Der Bundesgerichtshof hat entschieden, dass eine Erbengemeinschaft mit der Mehrheit der Stimmen ihrer Mitglieder einen der Miterben zur Einziehung einer Nachlassforderung ermächtigen kann, sofern dies einer ordnungsgemäßen Verwaltung entspricht.

Diese Entscheidung des Bundesgerichtshofs wird auch für Erbengemeinschaften in Berlin, zum Beispiel in den Bezirken Prenzlauer Berg sowie Berlin-Mitte, aber auch Berlin Pankow und Friedrichshain, wichtig sein.

Sachverhalt

Es geht um eine Erbengemeinschaft, bestehend aus zwei Miterben. Der Miterbe zu 1) verfügt über einen Mehrheitsanteil von ¾; der Erbe zu 2) ist mit ¼ an der Erbengemeinschaft beteiligt. Die Erbengemeinschaft ist Gläubigerin einer Forderung in Höhe von 14.863,10 EUR zuzüglich Zinsen. Dabei handelt es um Mietrückstände.

→ ROHE DATENSÄTZE:

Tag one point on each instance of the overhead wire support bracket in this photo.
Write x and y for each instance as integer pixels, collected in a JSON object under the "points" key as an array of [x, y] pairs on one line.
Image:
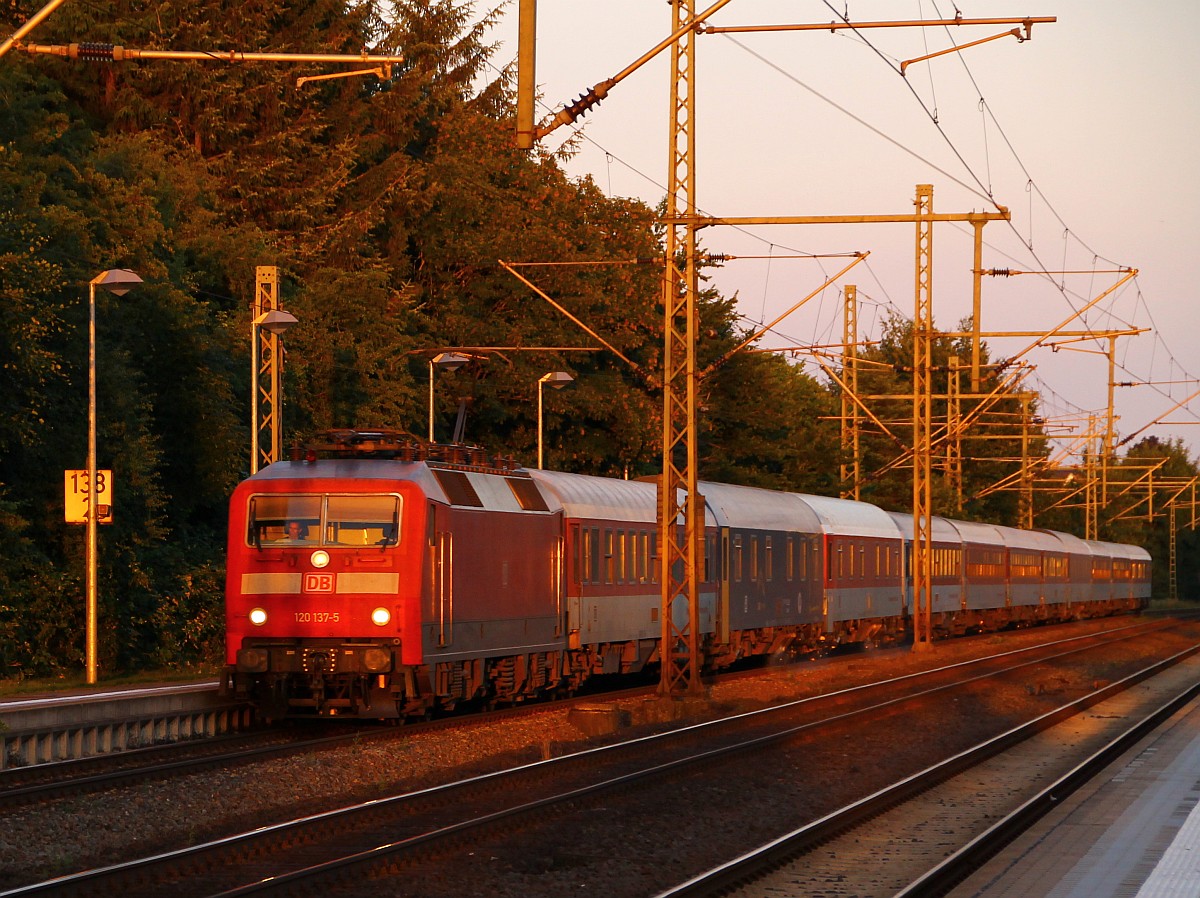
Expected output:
{"points": [[96, 52]]}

→ AUFGABEN:
a - Kopieren Sie aus dem Textauszug zur Erbengemeinschaft wortgetreu den Abschnitt, der mit der Wortfolge „Diese Entscheidung des“ beginnt und mit „es um Mietrückstände.“ schließt.
b - Fahren Sie mit dem Textauszug zur Erbengemeinschaft im Anschluss an seinen letzten Satz fort.

→ ANTWORTEN JE AUFGABE:
a -
Diese Entscheidung des Bundesgerichtshofs wird auch für Erbengemeinschaften in Berlin, zum Beispiel in den Bezirken Prenzlauer Berg sowie Berlin-Mitte, aber auch Berlin Pankow und Friedrichshain, wichtig sein.

Sachverhalt

Es geht um eine Erbengemeinschaft, bestehend aus zwei Miterben. Der Miterbe zu 1) verfügt über einen Mehrheitsanteil von ¾; der Erbe zu 2) ist mit ¼ an der Erbengemeinschaft beteiligt. Die Erbengemeinschaft ist Gläubigerin einer Forderung in Höhe von 14.863,10 EUR zuzüglich Zinsen. Dabei handelt es um Mietrückstände.

b -
Schuldner der Forderung ist eine GmbH. Das Pikante an diesem Fall: Der Miterbe zu 1) (Mehrheitsanteil) ist alleiniger Gesellschafter und Geschäftsführer der GmbH, die die rückständige Miete schuldet.

Der Mehrheitserbe zu 1) hat unter der Kontobezeichnung „Erbengemeinschaft A.G.“ ein Bankkonto eröffnet. Auf dieses Konto hat dann die Schuldnerin, also die GmbH, die rückständige Miete in Höhe von knapp 15.000,00 EUR zuzüglich Zinsen eingezahlt.

Die Anwälte des Miterben zu 2) sind nun der Auffassung, die Forderung in Höhe von knapp 15.000,00 EUR sei durch Zahlung auf das vom Miterben zu 1) eingerichtete Konto nicht ordnungsgemäß erfüllt worden. Der Miterbe zu 2) habe einer Zahlung auf dieses Konto nicht zugestimmt. Die Forderung bestehe daher fort.

Zu den Hintergründen

Der Fall des Bundesgerichtshofs beschäftigt sich mit der im Erbrecht seit Langem umstrittenen Frage, ob eine Mehrheit von Erben im Ergebnis über Nachlassgegenstände verfügen kann.

Gem. § 2040 BGB können Erben über einen Nachlassgegenstand grundsätzlich nur gemeinschaftlich – also mit Zustimmung aller Erben – verfügen.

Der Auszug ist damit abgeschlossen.